— EXTRAIT DE LA SOURCE —
★ ★ ★ ★

Par Anselme Pascal AGUEHOUNDE (collaboration exterieure)

420 décisions rendues dont notamment 390 Dcc sur différents sujets de contrôle de constitutionnalité et 30 décisions El dans le cadre des législatives d’Avril 2019 ; bilan record des recours vidés par la Haute juridiction en un an. « Au départ, peu de personnes, y compris moi-même, croyaient à la capacité de la nouvelle Cour à jouer le rôle de dernier recours à lui conférer par la Constitution parce qu’on doutait de sa composition. Il me semble, de ma position d’observateur, que la Cour présidée par le Professeur Djogbénou répond globalement aux attentes », analyse Horatio Yéwadan, un ancien cadre du ministère de l’Agriculture, passionné des sujets politiques. Pour lui, on peut critiquer, mais il est important de condamner au regard de la réalité et non en feignant de pas constater ce qui se voit aisément. Son fils Gaspard Yewadan, titulaire d’un master en science politique à l’Université de de Paris XIII Villetaneuse accentue son analyse sur la personnalité du Président de la Cour constitutionnelle sans être totalement en opposition avec son père. Pour lui, ce qui est fait est certainement bon, mais il y sent un goût d’inachevé en se focalisant sur le parcours du professeur Joseph Djogbénou. « Je pense, pour ma part, que pour un homme reconnu droit comme lui, il aurait pu se distinguer par ses prises de positions en faveur du droit et de la justice et marquer ses distances déjà en tant que ministre, puis en tant que président de la Cour constitutionnelle », se positionne Gaspard Yewadan. Pour confirmer sa position, il avance : « Les compromissions entre droit et politique et la non-réaction sur plusieurs chantiers sur lesquels cette cour était attendue dans le processus électoral ayant conduit aux législatives dernières m'inquiètent quant à sa neutralité et sa sagesse en cas de modification de la Loi fondamentale et pour la prochaine élection présidentielle ». Il indexe aussi les revirements jurisprudentiels que la Cour a opérés dès son installation et y voit des décisions trop partisanes. « Ça sent la politique ! », récapitule-t-il. Ces positions tranchées entre deux membres d’une même famille dans un débat, illustrent à merveille les appréciations divergentes qui ont cours dans les cadres de discussion de divers cercles d’échanges un peu partout au Bénin.

★ ★ ★ ★

— LISTE DES DONNÉES —
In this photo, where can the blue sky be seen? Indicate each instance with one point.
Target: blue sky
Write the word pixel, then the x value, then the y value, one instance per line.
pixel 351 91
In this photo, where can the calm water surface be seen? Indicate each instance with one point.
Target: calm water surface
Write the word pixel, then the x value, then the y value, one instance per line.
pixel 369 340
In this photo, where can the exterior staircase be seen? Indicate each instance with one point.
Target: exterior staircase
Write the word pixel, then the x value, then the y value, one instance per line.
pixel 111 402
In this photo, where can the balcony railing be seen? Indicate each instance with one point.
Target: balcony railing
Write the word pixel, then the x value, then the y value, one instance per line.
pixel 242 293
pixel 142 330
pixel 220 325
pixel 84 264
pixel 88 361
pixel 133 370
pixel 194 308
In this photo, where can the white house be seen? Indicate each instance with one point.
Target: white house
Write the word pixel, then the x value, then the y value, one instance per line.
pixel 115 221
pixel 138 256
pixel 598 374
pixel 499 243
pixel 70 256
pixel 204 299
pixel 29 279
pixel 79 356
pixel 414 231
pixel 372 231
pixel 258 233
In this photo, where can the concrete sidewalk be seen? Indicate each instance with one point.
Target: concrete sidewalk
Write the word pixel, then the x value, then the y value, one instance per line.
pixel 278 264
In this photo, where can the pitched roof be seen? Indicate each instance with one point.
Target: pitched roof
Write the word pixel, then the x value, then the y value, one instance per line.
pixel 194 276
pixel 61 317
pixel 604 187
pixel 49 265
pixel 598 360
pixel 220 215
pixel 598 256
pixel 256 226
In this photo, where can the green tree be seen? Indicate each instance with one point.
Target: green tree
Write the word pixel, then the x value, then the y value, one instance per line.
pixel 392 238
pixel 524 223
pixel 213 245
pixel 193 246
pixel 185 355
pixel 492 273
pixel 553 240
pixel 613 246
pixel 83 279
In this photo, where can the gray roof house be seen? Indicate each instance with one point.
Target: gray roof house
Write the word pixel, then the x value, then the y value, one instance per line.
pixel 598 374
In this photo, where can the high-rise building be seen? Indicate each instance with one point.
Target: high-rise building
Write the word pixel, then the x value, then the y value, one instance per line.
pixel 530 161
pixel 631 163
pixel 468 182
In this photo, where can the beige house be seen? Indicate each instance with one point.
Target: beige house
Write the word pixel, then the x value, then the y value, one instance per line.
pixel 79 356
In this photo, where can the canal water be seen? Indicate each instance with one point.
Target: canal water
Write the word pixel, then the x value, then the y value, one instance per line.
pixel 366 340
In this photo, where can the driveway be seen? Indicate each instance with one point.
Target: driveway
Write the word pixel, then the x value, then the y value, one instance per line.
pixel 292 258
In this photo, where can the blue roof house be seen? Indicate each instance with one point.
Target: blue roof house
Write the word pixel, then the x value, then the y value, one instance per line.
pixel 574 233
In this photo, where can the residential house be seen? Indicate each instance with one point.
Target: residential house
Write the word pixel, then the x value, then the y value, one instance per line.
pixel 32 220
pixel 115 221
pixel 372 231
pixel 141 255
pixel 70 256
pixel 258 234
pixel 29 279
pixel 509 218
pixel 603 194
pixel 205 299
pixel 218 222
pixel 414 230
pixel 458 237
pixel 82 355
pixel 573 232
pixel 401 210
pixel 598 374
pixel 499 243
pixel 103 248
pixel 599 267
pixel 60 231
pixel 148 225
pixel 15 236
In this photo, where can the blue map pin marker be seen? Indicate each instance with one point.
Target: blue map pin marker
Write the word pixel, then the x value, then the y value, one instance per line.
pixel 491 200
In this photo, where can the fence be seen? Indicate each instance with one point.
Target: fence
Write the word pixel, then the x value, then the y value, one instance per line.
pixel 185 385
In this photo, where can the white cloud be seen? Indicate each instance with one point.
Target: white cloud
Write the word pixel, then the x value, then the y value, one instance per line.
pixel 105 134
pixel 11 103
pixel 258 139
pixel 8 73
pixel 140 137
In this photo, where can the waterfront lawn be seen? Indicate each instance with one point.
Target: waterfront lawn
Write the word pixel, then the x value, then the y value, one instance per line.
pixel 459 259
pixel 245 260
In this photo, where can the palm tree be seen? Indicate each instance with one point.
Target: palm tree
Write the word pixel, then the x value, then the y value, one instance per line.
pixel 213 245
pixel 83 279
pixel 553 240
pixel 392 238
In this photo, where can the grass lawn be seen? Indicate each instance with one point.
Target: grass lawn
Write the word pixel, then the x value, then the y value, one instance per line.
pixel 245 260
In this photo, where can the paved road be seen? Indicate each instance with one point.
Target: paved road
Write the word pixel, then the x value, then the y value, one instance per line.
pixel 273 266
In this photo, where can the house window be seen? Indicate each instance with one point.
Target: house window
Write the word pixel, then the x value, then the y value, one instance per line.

★ ★ ★ ★

— CONSIGNE —
Traduisez en anglais, s'il vous plaît, cette phrase de l'extrait sur la Cour constitutionnelle : « Ces positions tranchées entre deux membres d’une même famille dans un débat, illustrent à merveille les appréciations divergentes qui ont cours dans les cadres de discussion de divers cercles d’échanges un peu partout au Bénin. »

— RÉPONSE —
These sharply opposed positions held by two members of the same family in a debate perfectly illustrate the differing assessments that are current in the discussion settings of various circles of exchange throughout Benin.